Обсуждение: maintaining a reference to a fetched row

Поиск
Список
Период
Сортировка

maintaining a reference to a fetched row

От
Brian Karlak
Дата:
Hello All --

I have a simple queuing application written on top of postgres which
I'm trying to squeeze some more performance out of.

The setup is relatively simple: there is a central queue table in
postgres.  Worker daemons do a bounded, ordered, limited SELECT to
grab a row, which they lock by setting a value in the queue.status
column.  When the task is complete, results are written back to the
row.  The system is designed to allow multiple concurrent daemons to
access a queue.  At any one time, we expect 1-5M active items on the
queue.

Now this design is never going to win any performance awards against a
true queuing system like Active/Rabbit/Zero MQ, but it's tolerably
fast for our applications.  Fetch/mark times are about 1ms,
independent of the number of items on the queue.  This is acceptable
considering that our tasks take ~50ms to run.

However, the writing of results back to the row takes ~5ms, which is
slower than I'd like.  It seems that this is because I need to to do
an index scan on the queue table to find the row I just fetched.

My question is this: is there some way that I can keep a cursor /
pointer / reference / whatever to the row I fetched originally, so
that I don't have to search for it again when I'm ready to write
results?

Thanks in advance for any pointers you can provide.

Brian

Re: maintaining a reference to a fetched row

От
Craig Ringer
Дата:
Brian Karlak wrote:

> The setup is relatively simple: there is a central queue table in
> postgres.  Worker daemons do a bounded, ordered, limited SELECT to grab
> a row, which they lock by setting a value in the queue.status column.

You can probably do an UPDATE ... RETURNING to turn that into one
operation - but that won't work with a cursor :-(

> My question is this: is there some way that I can keep a cursor /
> pointer / reference / whatever to the row I fetched originally, so that
> I don't have to search for it again when I'm ready to write results?

You could use a cursor, but it won't work if you're locking rows by
testing a 'status' flag, because that requires the worker to commit the
transaction (so others can see the status flag) before starting work. A
cursor only exists within a transaction.

BEGIN;
DECLARE curs CURSOR FOR SELECT * FROM queue ORDER BY queue_id LIMIT 1;
FETCH NEXT FROM curs;
--
-- Set the status - but nobody else can see the change yet because we
-- haven't committed! We'll have a Pg row lock on the record due to the
-- UPDATE, preventing other UPDATEs but not other SELECTs.
--
-- We can't start work until the transaction commits, but committing
-- will close the cursor.
--
UPDATE queue SET status = 1 WHERE CURRENT OF curs;


I don't have a good answer for you there. Perhaps using Pg's locking to
do your queueing, rather than updating a status flag, might let you use
a cursor? Have a look at the list archives - there's been a fair bit of
discussion of queuing mechanisms.

========

_GIVEN EXERCISE A_
In the PostgreSQL queue-table thread, how long does writing results back to a fetched row take?
_GIVEN EXERCISE B_
Write the next part of the PostgreSQL queue-table thread, picking up after its final sentence.

_PROVIDED MATERIAL_
========

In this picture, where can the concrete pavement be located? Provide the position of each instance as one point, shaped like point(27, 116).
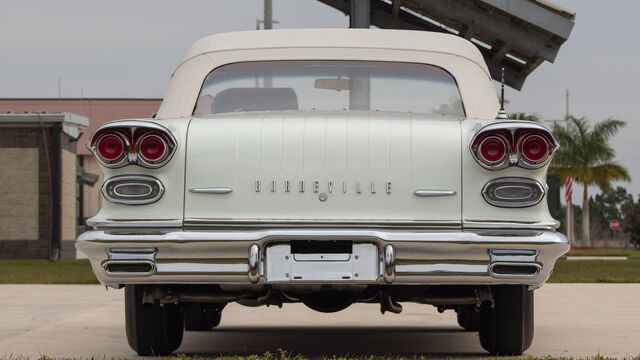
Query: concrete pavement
point(87, 320)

========

_EXPECTED ANSWER A_
About 5ms.

_EXPECTED ANSWER B_
--
Craig Ringer

Re: maintaining a reference to a fetched row

От
Brian Karlak
Дата:
On Nov 3, 2009, at 4:03 PM, Craig Ringer wrote:

> I don't have a good answer for you there. Perhaps using Pg's locking
> to
> do your queueing, rather than updating a status flag, might let you
> use
> a cursor? Have a look at the list archives - there's been a fair bit
> of
> discussion of queuing mechanisms.

This is an interesting idea.  I'll see what I can find in the
archives.  It will likely take a bit of refactoring, but such is
life ...

Thanks!
Brian

Re: maintaining a reference to a fetched row

От
Tom Lane
Дата:
Brian Karlak <zenkat@metaweb.com> writes:
> My question is this: is there some way that I can keep a cursor /
> pointer / reference / whatever to the row I fetched originally, so
> that I don't have to search for it again when I'm ready to write
> results?

If you don't expect any updates to the row meanwhile, ctid might serve.

            regards, tom lane

Re: maintaining a reference to a fetched row

От
Jeff Janes
Дата:
On Tue, Nov 3, 2009 at 12:30 PM, Brian Karlak <zenkat@metaweb.com> wrote:
> Hello All --
>
> I have a simple queuing application written on top of postgres which I'm
> trying to squeeze some more performance out of.
>
> The setup is relatively simple: there is a central queue table in postgres.
>  Worker daemons do a bounded, ordered, limited SELECT to grab a row, which
> they lock by setting a value in the queue.status column.

So you do a select, and then an update?

> When the task is
> complete, results are written back to the row.  The system is designed to
> allow multiple concurrent daemons to access a queue.  At any one time, we
> expect 1-5M active items on the queue.
>
> Now this design is never going to win any performance awards against a true
> queuing system like Active/Rabbit/Zero MQ, but it's tolerably fast for our
> applications.  Fetch/mark times are about 1ms, independent of the number of
> items on the queue.  This is acceptable considering that our tasks take
> ~50ms to run.
>
> However, the writing of results back to the row takes ~5ms, which is slower
> than I'd like.

It seems you have an select, and update, and another update.  Where in
this process do you commit?  Are you using fsync=off or
synchronous_commit=off?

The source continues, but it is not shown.